## About this task
In the records that follow, the lines from the one containing "box: [323, 116, 338, 142]" to the one containing "5L79 0L78 10ZM100", inclusive, are to be given again exactly.

Extracted records:
^^^^^^^^^^^^^^^^

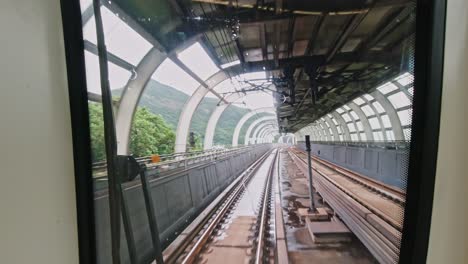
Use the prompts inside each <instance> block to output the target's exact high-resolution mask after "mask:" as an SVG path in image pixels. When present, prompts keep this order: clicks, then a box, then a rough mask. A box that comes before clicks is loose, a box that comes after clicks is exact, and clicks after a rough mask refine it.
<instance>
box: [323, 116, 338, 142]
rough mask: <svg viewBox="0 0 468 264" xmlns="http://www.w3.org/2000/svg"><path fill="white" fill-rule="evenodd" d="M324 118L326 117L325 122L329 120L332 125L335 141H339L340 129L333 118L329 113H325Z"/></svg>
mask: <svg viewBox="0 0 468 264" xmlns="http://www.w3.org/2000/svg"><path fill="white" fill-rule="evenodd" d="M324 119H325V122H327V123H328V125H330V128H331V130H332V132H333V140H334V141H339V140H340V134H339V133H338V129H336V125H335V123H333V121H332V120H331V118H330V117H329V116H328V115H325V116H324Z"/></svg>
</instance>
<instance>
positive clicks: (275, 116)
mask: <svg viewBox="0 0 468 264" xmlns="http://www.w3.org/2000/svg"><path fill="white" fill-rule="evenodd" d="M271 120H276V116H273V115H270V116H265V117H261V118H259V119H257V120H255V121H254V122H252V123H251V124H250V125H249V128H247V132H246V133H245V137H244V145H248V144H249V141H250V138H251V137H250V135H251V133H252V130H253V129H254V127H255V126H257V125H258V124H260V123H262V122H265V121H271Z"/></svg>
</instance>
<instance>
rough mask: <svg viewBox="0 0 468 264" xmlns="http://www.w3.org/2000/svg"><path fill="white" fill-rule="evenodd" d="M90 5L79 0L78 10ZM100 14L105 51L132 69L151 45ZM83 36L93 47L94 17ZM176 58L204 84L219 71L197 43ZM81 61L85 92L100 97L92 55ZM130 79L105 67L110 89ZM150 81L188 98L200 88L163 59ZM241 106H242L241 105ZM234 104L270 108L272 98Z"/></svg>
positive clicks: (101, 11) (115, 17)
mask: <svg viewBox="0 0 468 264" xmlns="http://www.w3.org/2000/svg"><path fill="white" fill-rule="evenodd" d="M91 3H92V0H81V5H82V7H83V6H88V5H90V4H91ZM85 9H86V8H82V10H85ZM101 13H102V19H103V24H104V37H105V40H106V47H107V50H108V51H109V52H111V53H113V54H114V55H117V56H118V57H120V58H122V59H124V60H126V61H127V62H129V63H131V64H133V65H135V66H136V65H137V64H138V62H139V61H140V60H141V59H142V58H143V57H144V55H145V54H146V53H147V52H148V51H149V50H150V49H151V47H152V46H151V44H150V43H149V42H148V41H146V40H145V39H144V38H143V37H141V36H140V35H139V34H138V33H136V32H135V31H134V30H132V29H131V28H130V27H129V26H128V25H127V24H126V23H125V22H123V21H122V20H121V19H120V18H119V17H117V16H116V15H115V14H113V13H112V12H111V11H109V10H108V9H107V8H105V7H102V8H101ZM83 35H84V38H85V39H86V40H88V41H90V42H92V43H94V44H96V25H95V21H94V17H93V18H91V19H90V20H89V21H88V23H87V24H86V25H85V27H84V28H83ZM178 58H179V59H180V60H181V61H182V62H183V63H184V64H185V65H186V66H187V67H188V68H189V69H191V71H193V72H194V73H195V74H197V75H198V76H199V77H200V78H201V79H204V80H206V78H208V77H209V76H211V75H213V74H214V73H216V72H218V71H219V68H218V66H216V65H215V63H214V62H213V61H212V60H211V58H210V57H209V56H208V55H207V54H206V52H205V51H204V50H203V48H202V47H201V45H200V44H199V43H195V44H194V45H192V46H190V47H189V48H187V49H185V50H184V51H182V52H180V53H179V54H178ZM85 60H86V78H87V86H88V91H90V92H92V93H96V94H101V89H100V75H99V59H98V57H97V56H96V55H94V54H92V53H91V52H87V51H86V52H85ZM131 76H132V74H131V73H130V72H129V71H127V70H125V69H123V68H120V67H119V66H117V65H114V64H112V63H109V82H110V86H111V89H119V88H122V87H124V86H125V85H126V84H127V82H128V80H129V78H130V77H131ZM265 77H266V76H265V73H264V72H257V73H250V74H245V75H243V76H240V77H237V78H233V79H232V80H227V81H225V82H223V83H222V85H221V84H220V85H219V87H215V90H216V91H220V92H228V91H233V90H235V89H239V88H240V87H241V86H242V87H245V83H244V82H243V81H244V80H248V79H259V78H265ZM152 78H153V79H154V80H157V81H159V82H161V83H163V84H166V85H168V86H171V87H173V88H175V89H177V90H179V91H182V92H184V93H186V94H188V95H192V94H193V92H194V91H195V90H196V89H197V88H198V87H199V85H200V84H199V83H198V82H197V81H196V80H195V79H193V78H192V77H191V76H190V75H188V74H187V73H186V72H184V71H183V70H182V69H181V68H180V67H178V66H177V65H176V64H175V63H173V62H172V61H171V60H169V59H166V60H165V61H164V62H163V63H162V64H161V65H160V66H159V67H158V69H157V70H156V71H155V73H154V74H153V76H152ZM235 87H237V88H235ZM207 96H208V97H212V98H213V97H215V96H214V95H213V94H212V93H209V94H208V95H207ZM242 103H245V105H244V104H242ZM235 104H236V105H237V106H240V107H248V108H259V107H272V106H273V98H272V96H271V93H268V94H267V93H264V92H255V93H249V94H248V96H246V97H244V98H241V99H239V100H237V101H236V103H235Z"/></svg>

^^^^^^^^^^^^^^^^

## Solved problem
box: [323, 116, 338, 142]
rough mask: <svg viewBox="0 0 468 264" xmlns="http://www.w3.org/2000/svg"><path fill="white" fill-rule="evenodd" d="M324 118L326 117L325 122L329 120L332 125L335 141H339L340 129L333 118L329 113H325Z"/></svg>
mask: <svg viewBox="0 0 468 264" xmlns="http://www.w3.org/2000/svg"><path fill="white" fill-rule="evenodd" d="M324 119H325V122H327V123H328V125H330V128H331V130H332V132H333V140H334V141H339V140H340V134H339V133H338V129H336V125H335V123H333V121H332V120H331V118H330V117H329V116H328V115H325V116H324Z"/></svg>
</instance>
<instance>
positive clicks: (275, 116)
mask: <svg viewBox="0 0 468 264" xmlns="http://www.w3.org/2000/svg"><path fill="white" fill-rule="evenodd" d="M271 120H276V116H273V115H270V116H265V117H261V118H259V119H257V120H255V121H254V122H252V123H251V124H250V125H249V128H247V132H246V133H245V137H244V145H248V144H249V141H250V138H251V137H250V135H251V133H252V130H253V129H254V127H255V126H257V125H258V124H260V123H262V122H265V121H271Z"/></svg>
</instance>
<instance>
rough mask: <svg viewBox="0 0 468 264" xmlns="http://www.w3.org/2000/svg"><path fill="white" fill-rule="evenodd" d="M90 5L79 0L78 10ZM100 14L105 51L132 69L151 45ZM83 36L93 47L94 17ZM176 58L204 84L219 71L197 43ZM81 61L85 92L100 97L92 55ZM130 79L105 67L110 89ZM150 81L188 98L200 88L163 59ZM241 106H242L241 105ZM234 104L270 108L272 98Z"/></svg>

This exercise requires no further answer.